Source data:
· · · ·
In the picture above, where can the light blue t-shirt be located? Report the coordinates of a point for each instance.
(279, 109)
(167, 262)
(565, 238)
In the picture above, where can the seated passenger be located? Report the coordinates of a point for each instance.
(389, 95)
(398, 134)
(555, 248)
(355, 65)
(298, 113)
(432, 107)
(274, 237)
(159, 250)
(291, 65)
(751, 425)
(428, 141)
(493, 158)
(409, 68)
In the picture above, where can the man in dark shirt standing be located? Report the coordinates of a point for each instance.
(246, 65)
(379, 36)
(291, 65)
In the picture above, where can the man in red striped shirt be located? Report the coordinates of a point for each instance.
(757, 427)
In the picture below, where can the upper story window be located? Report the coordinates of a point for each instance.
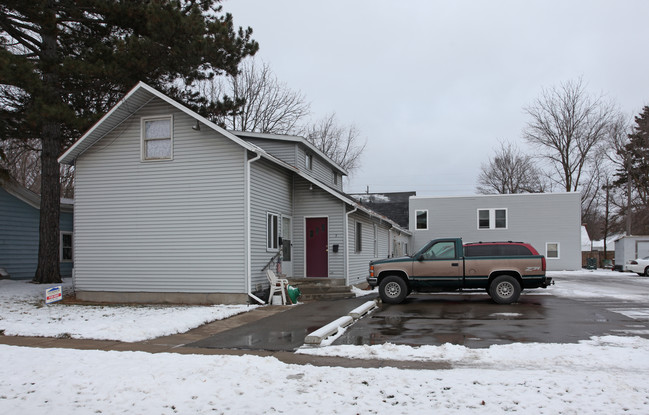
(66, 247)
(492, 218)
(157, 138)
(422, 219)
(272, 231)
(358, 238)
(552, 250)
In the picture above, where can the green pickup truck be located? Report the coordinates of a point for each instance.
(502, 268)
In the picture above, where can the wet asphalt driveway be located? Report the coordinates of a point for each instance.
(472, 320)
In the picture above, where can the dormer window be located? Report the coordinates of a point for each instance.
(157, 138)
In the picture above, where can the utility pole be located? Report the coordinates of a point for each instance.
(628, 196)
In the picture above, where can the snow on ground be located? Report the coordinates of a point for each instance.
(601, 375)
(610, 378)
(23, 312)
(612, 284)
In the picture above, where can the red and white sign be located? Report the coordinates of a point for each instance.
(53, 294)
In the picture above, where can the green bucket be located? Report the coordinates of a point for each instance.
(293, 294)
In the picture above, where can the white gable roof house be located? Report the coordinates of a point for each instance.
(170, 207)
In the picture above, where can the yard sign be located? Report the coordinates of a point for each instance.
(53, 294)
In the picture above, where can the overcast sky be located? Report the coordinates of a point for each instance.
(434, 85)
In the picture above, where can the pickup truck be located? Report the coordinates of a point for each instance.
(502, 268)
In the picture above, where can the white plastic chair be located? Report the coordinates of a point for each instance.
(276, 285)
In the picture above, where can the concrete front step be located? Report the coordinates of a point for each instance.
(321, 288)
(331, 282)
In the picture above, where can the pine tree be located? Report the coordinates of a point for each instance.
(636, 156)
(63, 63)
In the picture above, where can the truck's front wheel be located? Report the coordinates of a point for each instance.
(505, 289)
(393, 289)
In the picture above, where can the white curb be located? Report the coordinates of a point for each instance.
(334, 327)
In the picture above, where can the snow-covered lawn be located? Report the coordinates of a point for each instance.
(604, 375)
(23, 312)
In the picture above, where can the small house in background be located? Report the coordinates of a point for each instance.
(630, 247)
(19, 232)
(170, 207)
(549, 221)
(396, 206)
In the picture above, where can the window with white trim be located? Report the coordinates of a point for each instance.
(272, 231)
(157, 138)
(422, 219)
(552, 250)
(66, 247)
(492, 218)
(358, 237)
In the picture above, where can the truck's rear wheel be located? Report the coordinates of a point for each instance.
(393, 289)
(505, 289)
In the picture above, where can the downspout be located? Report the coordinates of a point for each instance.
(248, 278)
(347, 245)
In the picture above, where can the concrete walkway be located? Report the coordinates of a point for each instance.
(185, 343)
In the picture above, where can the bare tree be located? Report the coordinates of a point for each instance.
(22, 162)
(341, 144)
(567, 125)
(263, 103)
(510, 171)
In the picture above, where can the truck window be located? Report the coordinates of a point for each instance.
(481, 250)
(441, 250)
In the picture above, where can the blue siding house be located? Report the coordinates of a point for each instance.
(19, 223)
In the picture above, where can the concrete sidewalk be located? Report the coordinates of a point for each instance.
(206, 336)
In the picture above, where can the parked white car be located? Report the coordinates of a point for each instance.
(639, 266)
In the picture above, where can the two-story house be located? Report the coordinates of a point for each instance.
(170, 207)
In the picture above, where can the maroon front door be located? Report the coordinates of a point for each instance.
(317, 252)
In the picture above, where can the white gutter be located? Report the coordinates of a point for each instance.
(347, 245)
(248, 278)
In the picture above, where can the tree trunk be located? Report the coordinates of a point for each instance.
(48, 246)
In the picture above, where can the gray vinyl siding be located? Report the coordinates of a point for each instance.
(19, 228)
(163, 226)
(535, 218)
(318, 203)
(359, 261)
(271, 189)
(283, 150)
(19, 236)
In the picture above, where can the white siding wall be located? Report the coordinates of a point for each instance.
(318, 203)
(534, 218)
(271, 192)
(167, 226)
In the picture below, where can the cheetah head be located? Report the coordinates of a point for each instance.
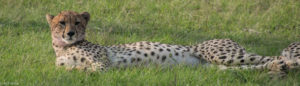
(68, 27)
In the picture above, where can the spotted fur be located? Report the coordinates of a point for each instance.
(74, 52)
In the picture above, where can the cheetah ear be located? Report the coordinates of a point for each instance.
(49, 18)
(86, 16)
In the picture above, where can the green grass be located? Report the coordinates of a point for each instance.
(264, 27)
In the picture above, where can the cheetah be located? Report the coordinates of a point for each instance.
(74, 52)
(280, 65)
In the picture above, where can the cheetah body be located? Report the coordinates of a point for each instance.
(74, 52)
· · · ·
### [EXERCISE TASK]
Using the material above, retype each entry exactly and omit the pictures.

### [COMPLETED TASK]
In the picture above, where can the light blue t-shirt be located? Report the coordinates of a point for each instance.
(279, 109)
(167, 262)
(565, 238)
In the picture above, where can the seated passenger be located? Report the coordinates of a point for each instance.
(389, 95)
(398, 134)
(555, 248)
(355, 65)
(298, 113)
(432, 107)
(274, 237)
(159, 250)
(291, 65)
(751, 425)
(428, 141)
(493, 158)
(409, 68)
In the picture above, where can the man in dark shirt standing be located? Report the coordinates of a point for each instance.
(246, 65)
(379, 36)
(291, 65)
In the picture above, where can the man in red striped shirt be located? Report the coordinates of a point for each instance.
(757, 427)
In the picture below, where can the upper story window be located? Report the coordinates of a point for each instance.
(66, 247)
(492, 218)
(157, 138)
(422, 219)
(272, 231)
(358, 238)
(552, 250)
In the picture above, where can the green pickup truck be located? Report the coordinates of a point for each instance.
(502, 268)
In the picture above, where can the wet asphalt driveway be located? Report the coordinates of a point for each instance.
(472, 320)
In the picture above, where can the dormer window be located? Report the coordinates of a point for each instance.
(157, 138)
In the picture above, where can the utility pole be located? Report the coordinates of a point for each instance.
(628, 196)
In the picture above, where can the snow on ground be located? Report the coordinates of a point for each instance.
(601, 375)
(610, 378)
(23, 312)
(612, 284)
In the picture above, where can the red and white sign be located? Report the coordinates of a point for each instance.
(53, 294)
In the picture above, where can the green bucket be located? Report the coordinates of a point for each instance.
(293, 294)
In the picture above, where can the white gable roof house be located? Report the coordinates of a point for each instance.
(170, 207)
In the picture above, where can the yard sign be located? Report the coordinates of a point for each instance.
(53, 294)
In the picture above, where can the overcast sky be located? Report the coordinates of a point for each instance.
(434, 85)
In the picture above, where can the pickup truck be located? Report the coordinates of a point for each instance.
(502, 268)
In the picture above, where can the white plastic chair be located? Report the coordinates of a point for each instance.
(276, 285)
In the picture above, where can the concrete front step be located? Report the coordinates of a point for each instance.
(321, 288)
(331, 282)
In the picture above, where can the pine tree be located? Report the coordinates of a point for each instance.
(636, 156)
(63, 63)
In the picture above, where can the truck's front wheel be located? Report the coordinates of a point for each instance.
(505, 289)
(393, 289)
In the picture above, where can the white curb be located? Report the coordinates of a point for each instance.
(334, 327)
In the picture above, where can the snow-covered lawn be located? Report the coordinates of a point for each instance.
(604, 375)
(23, 312)
In the picture above, where can the small house in background be located? Report the coordinates of a point for each instance.
(630, 247)
(19, 232)
(170, 207)
(549, 221)
(396, 206)
In the picture above, where can the window with white trim be located? Report the coordinates of a point for each instance.
(272, 231)
(157, 138)
(422, 219)
(552, 250)
(66, 247)
(492, 218)
(358, 237)
In the picture above, where can the truck's rear wheel be located? Report the coordinates of a point for each instance.
(393, 289)
(505, 289)
In the picture above, where can the downspout be located? Report the coordinates of a point for each instance.
(248, 278)
(347, 245)
In the picture above, where can the concrete walkway be located? Report the coordinates of a point for each instance.
(185, 343)
In the picture above, where can the bare tree be located? Report the coordinates of a point for each instance.
(22, 162)
(341, 144)
(567, 125)
(263, 103)
(510, 171)
In the picture above, where can the truck window be located? Report the coordinates of a point for each instance.
(481, 250)
(441, 250)
In the picture above, where can the blue siding house be located? Report the coordinates of a point for each instance.
(19, 223)
In the picture above, where can the concrete sidewalk be located? Report the coordinates of a point for each instance.
(206, 336)
In the picture above, where can the parked white car be located? Report the coordinates of a point for each instance.
(639, 266)
In the picture above, where can the two-story house be located? Report the coordinates of a point for each instance.
(170, 207)
In the picture above, where can the maroon front door be located? Report the coordinates of a point for each instance.
(317, 252)
In the picture above, where can the white gutter be located? Report the coordinates of a point for each instance.
(347, 245)
(248, 278)
In the picture above, where can the tree trunk be located? Report the coordinates of a point for each instance.
(48, 246)
In the picture above, where can the gray vinyl siding be located? Report the coordinates of a point for each instance.
(19, 228)
(163, 226)
(535, 218)
(318, 203)
(359, 261)
(271, 189)
(283, 150)
(19, 236)
In the picture above, where can the white siding wall be located? Report the coordinates of a point for each instance.
(318, 203)
(534, 218)
(271, 192)
(167, 226)
In the picture below, where can the cheetah head be located? Report the coordinates of a point for each instance.
(68, 27)
In the picture above, where can the spotted fur be located? Report the coordinates of a point for each instance.
(74, 52)
In the picture above, where can the cheetah ear be located? Report the coordinates of a point for each instance.
(49, 18)
(86, 16)
In the picture above, where can the green grass be located? Report the coordinates of a point for each instance.
(264, 27)
In the picture above, where can the cheetah be located? Report the coordinates of a point for each instance.
(74, 52)
(280, 65)
In the picture above, where can the cheetah body be located? Report the coordinates of a point for each instance.
(74, 52)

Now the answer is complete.